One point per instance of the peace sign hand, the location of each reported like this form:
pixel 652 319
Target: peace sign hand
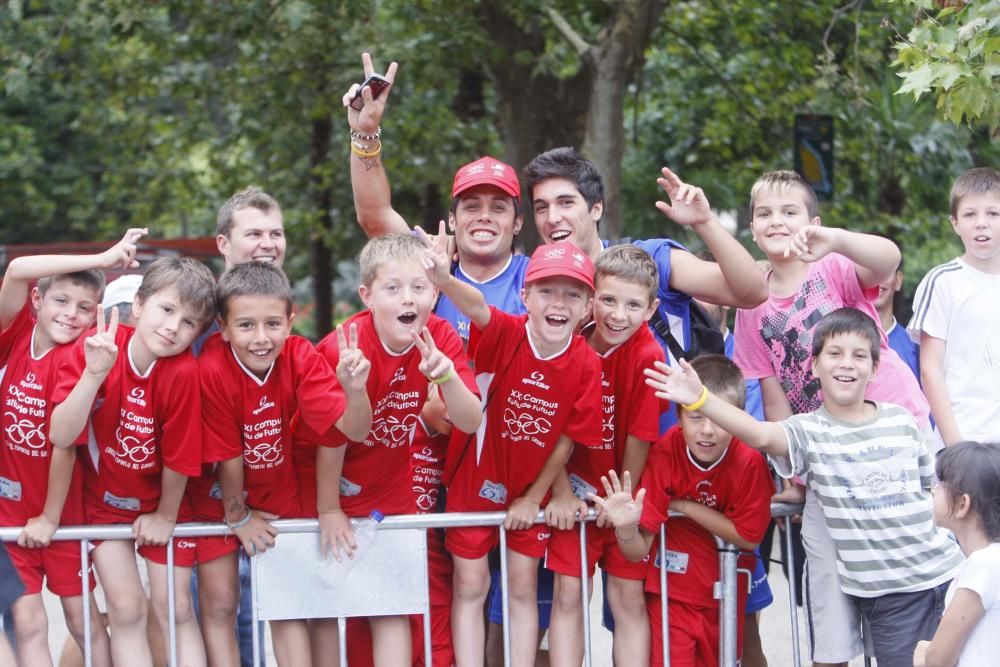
pixel 437 256
pixel 434 364
pixel 688 205
pixel 100 350
pixel 369 117
pixel 352 365
pixel 122 254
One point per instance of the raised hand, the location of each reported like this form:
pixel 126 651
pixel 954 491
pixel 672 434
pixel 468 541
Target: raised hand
pixel 437 257
pixel 677 384
pixel 122 254
pixel 369 117
pixel 352 366
pixel 100 350
pixel 812 243
pixel 434 364
pixel 336 535
pixel 688 204
pixel 618 507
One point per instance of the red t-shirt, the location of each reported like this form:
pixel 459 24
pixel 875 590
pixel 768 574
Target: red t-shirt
pixel 376 473
pixel 531 402
pixel 138 424
pixel 629 407
pixel 738 485
pixel 244 415
pixel 26 385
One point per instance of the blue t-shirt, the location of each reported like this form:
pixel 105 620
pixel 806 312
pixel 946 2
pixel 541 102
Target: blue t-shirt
pixel 502 291
pixel 908 351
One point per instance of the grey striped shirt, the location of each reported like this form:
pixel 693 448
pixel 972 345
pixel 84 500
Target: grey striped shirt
pixel 873 481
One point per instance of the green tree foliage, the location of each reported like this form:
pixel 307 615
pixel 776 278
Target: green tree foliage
pixel 953 52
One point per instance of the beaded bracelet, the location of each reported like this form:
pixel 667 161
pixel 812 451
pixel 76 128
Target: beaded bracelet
pixel 367 137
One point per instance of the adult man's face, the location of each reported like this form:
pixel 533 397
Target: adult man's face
pixel 254 236
pixel 562 214
pixel 484 223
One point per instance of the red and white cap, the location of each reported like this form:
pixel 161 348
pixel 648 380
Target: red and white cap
pixel 560 259
pixel 486 171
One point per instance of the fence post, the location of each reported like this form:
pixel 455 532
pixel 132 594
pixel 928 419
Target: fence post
pixel 85 580
pixel 726 591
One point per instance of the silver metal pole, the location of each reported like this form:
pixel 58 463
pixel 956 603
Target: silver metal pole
pixel 342 640
pixel 504 599
pixel 85 580
pixel 171 604
pixel 255 631
pixel 585 592
pixel 792 589
pixel 728 556
pixel 664 627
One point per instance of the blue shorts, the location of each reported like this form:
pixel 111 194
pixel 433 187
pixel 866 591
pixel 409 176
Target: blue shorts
pixel 545 579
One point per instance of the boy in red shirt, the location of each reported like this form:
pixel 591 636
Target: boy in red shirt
pixel 36 327
pixel 255 376
pixel 541 387
pixel 127 395
pixel 723 488
pixel 407 347
pixel 625 281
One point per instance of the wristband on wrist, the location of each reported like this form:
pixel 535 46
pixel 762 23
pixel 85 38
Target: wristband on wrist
pixel 635 534
pixel 236 525
pixel 444 378
pixel 700 402
pixel 366 153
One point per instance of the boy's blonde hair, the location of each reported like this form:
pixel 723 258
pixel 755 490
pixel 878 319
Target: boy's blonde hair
pixel 631 264
pixel 194 283
pixel 974 182
pixel 249 197
pixel 783 182
pixel 389 249
pixel 258 279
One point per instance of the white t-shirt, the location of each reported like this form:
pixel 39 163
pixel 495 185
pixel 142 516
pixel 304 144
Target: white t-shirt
pixel 961 306
pixel 981 574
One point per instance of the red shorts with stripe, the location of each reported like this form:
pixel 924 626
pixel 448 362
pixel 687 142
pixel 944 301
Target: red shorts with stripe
pixel 563 556
pixel 57 564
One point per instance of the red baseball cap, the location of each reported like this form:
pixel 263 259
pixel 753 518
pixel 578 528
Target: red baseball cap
pixel 486 171
pixel 560 259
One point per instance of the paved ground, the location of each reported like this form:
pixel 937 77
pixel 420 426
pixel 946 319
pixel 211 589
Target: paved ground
pixel 776 633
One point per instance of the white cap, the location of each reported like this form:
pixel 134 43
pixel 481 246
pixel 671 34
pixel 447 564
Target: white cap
pixel 121 290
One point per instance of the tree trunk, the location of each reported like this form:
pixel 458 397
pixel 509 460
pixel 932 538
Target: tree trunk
pixel 539 110
pixel 322 195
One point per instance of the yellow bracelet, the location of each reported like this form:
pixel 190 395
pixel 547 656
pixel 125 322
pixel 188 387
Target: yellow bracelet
pixel 365 154
pixel 700 402
pixel 444 378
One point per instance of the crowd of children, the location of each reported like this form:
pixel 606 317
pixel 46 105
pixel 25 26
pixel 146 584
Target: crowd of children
pixel 543 385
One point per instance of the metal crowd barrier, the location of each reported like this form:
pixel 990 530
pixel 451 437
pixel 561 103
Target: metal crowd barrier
pixel 725 589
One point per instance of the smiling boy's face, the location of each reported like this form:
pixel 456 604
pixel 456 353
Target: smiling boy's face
pixel 400 299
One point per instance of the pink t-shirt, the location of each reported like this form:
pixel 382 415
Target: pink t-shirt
pixel 775 339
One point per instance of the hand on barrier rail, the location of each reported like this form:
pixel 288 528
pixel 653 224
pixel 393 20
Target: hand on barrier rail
pixel 257 536
pixel 153 529
pixel 563 510
pixel 37 532
pixel 521 514
pixel 619 508
pixel 336 535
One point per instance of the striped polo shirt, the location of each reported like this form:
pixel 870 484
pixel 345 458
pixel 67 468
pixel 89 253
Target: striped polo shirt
pixel 873 481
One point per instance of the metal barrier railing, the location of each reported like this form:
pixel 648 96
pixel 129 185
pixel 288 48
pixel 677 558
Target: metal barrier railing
pixel 725 588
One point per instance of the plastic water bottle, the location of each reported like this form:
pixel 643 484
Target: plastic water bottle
pixel 365 530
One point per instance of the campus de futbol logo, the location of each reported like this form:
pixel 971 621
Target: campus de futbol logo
pixel 133 449
pixel 263 452
pixel 24 432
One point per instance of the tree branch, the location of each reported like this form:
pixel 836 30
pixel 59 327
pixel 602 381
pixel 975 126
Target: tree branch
pixel 572 36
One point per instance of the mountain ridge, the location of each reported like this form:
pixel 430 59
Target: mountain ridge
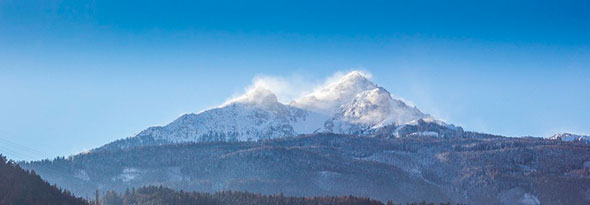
pixel 351 105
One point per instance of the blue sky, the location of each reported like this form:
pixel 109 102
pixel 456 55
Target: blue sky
pixel 77 74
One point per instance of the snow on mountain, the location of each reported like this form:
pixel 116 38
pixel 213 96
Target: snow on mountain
pixel 351 105
pixel 370 110
pixel 571 137
pixel 330 98
pixel 253 116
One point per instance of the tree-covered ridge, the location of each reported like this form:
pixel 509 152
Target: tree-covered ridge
pixel 162 195
pixel 18 186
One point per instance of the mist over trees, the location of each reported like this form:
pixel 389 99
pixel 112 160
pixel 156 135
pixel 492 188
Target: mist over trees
pixel 162 195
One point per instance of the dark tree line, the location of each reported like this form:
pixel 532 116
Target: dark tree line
pixel 18 186
pixel 162 195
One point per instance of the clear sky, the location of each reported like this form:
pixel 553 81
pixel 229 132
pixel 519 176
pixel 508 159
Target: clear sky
pixel 76 74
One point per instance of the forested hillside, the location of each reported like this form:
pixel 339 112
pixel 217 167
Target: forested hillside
pixel 18 186
pixel 478 169
pixel 161 195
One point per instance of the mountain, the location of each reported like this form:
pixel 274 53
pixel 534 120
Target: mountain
pixel 470 168
pixel 349 137
pixel 18 186
pixel 568 137
pixel 351 105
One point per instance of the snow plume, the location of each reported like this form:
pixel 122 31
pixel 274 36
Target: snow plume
pixel 303 92
pixel 283 88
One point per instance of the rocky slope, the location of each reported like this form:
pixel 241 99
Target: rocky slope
pixel 351 105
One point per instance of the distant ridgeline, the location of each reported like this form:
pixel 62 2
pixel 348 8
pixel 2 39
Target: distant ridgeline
pixel 350 137
pixel 161 195
pixel 18 186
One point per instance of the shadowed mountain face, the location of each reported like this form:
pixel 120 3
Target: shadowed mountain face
pixel 469 167
pixel 350 105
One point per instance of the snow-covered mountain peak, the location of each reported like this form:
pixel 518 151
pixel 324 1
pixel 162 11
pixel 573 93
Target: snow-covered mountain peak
pixel 256 96
pixel 331 97
pixel 373 109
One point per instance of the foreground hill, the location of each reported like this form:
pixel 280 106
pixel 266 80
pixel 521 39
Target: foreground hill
pixel 470 168
pixel 18 186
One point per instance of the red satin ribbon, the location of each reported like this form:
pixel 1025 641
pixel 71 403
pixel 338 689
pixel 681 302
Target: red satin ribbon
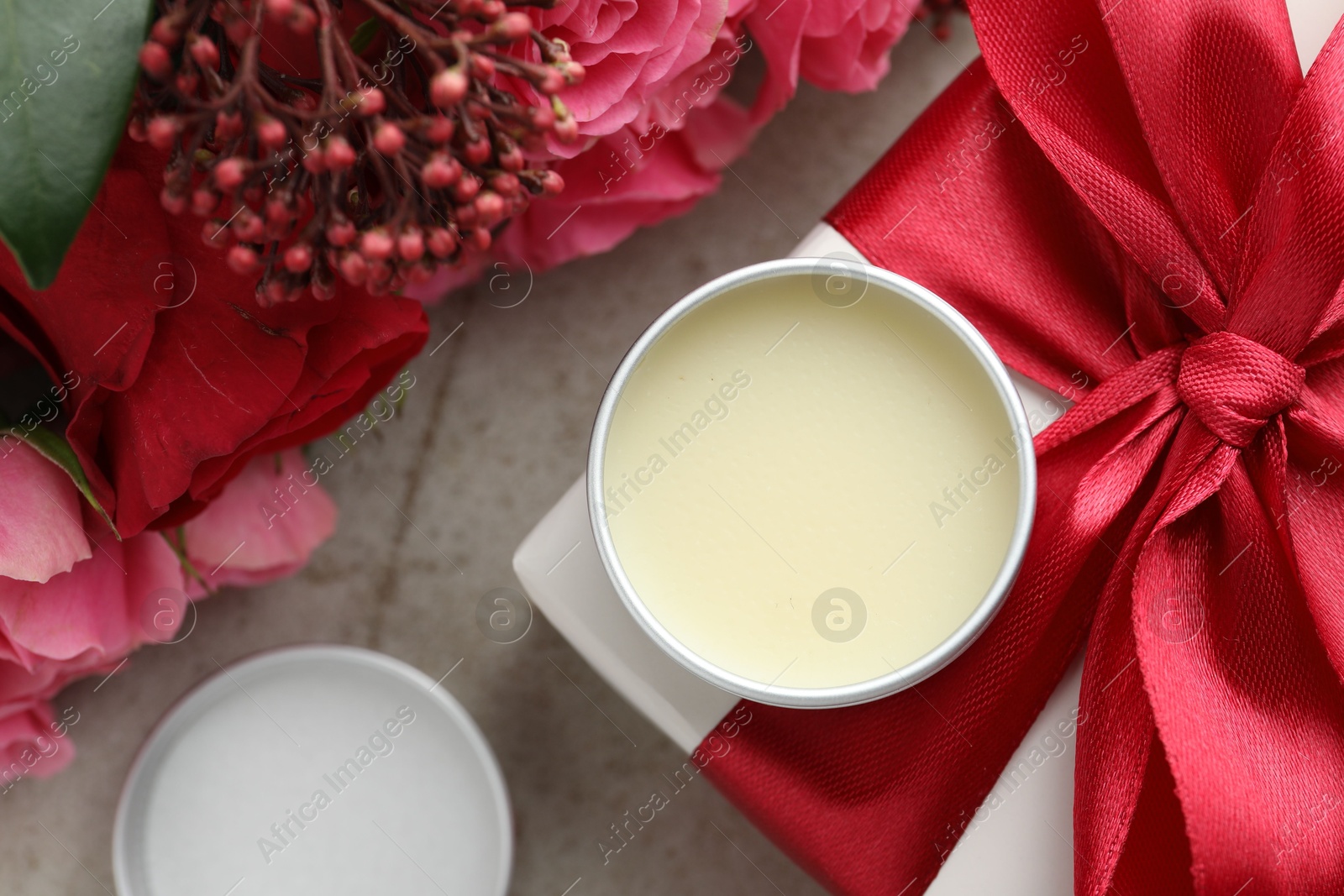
pixel 1140 206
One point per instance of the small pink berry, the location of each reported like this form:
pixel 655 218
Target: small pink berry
pixel 203 201
pixel 299 258
pixel 244 259
pixel 172 202
pixel 161 132
pixel 380 271
pixel 467 188
pixel 375 244
pixel 339 154
pixel 389 140
pixel 543 117
pixel 481 66
pixel 373 102
pixel 573 71
pixel 354 268
pixel 506 184
pixel 441 170
pixel 230 174
pixel 248 226
pixel 410 244
pixel 490 206
pixel 340 233
pixel 477 150
pixel 228 125
pixel 272 132
pixel 205 51
pixel 551 183
pixel 323 291
pixel 440 129
pixel 448 87
pixel 568 129
pixel 302 20
pixel 280 9
pixel 553 82
pixel 441 242
pixel 167 33
pixel 155 60
pixel 215 233
pixel 512 160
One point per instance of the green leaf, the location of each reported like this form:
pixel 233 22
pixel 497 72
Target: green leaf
pixel 365 35
pixel 55 449
pixel 67 73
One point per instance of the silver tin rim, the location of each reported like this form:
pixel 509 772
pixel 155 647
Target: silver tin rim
pixel 909 674
pixel 181 714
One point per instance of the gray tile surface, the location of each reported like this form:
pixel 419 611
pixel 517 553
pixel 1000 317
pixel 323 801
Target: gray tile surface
pixel 432 508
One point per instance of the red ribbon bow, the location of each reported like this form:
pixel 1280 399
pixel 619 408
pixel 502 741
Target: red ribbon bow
pixel 1140 206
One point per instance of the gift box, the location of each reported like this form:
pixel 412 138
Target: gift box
pixel 1139 207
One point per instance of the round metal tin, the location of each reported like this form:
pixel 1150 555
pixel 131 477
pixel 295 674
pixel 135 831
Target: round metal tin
pixel 951 647
pixel 222 797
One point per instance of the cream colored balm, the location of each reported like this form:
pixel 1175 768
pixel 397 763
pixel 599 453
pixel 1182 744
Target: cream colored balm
pixel 806 495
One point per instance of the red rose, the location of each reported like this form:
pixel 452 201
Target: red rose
pixel 176 378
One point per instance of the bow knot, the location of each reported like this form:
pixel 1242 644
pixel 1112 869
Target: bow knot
pixel 1234 385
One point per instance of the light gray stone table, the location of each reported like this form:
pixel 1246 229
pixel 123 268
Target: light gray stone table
pixel 494 432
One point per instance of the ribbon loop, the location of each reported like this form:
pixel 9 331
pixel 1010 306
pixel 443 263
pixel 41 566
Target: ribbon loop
pixel 1234 385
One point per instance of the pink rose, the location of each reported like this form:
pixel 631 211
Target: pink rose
pixel 33 741
pixel 659 129
pixel 39 516
pixel 262 527
pixel 87 600
pixel 631 50
pixel 837 45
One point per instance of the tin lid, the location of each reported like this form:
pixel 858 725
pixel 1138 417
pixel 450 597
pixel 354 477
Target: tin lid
pixel 313 768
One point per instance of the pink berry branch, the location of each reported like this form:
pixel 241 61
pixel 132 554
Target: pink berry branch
pixel 371 170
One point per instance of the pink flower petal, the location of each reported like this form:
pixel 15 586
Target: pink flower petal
pixel 39 516
pixel 264 526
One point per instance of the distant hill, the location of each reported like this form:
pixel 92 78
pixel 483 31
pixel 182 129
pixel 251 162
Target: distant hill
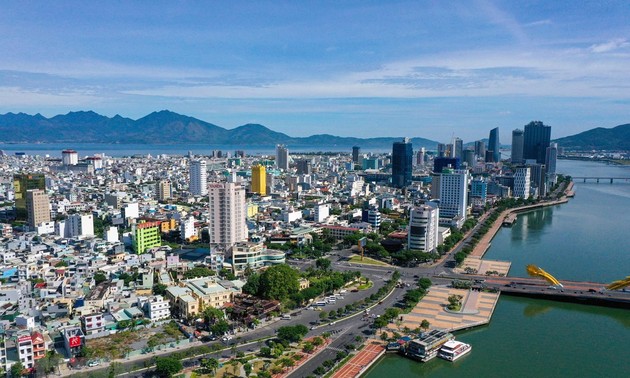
pixel 615 139
pixel 163 127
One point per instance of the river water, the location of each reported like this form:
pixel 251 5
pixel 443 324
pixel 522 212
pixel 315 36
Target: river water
pixel 586 239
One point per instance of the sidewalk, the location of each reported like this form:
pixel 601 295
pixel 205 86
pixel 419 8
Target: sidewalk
pixel 361 361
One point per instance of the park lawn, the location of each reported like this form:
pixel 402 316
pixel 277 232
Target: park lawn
pixel 356 259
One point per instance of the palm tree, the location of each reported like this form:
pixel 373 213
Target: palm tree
pixel 211 365
pixel 425 324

Task requirements: Give the lines above again exactly, from the one containing "Target: striped polo shirt" to the one containing "One point per instance of the blue sky, the", both included, but leave out the pictures.

Written answer:
Target: striped polo shirt
pixel 873 481
One point per instance of the metal barrier railing, the location of each reported like this form:
pixel 648 96
pixel 129 185
pixel 288 48
pixel 677 558
Target: metal barrier railing
pixel 725 588
One point per instance of the plastic water bottle, the location of each reported like this form:
pixel 643 484
Target: plastic water bottle
pixel 365 530
One point per instance of the campus de futbol logo, the location of each reported like this form:
pixel 971 621
Target: campus de futbol logo
pixel 133 449
pixel 263 452
pixel 24 432
One point per instance of the tree branch, the location of each reported like this form:
pixel 836 30
pixel 59 327
pixel 602 381
pixel 975 126
Target: tree branch
pixel 572 36
One point per instance of the mountain ridge, the location of each reported like this form:
pixel 430 59
Target: mountain ridge
pixel 351 105
One point per instance of the blue sky, the location of each reported like this form:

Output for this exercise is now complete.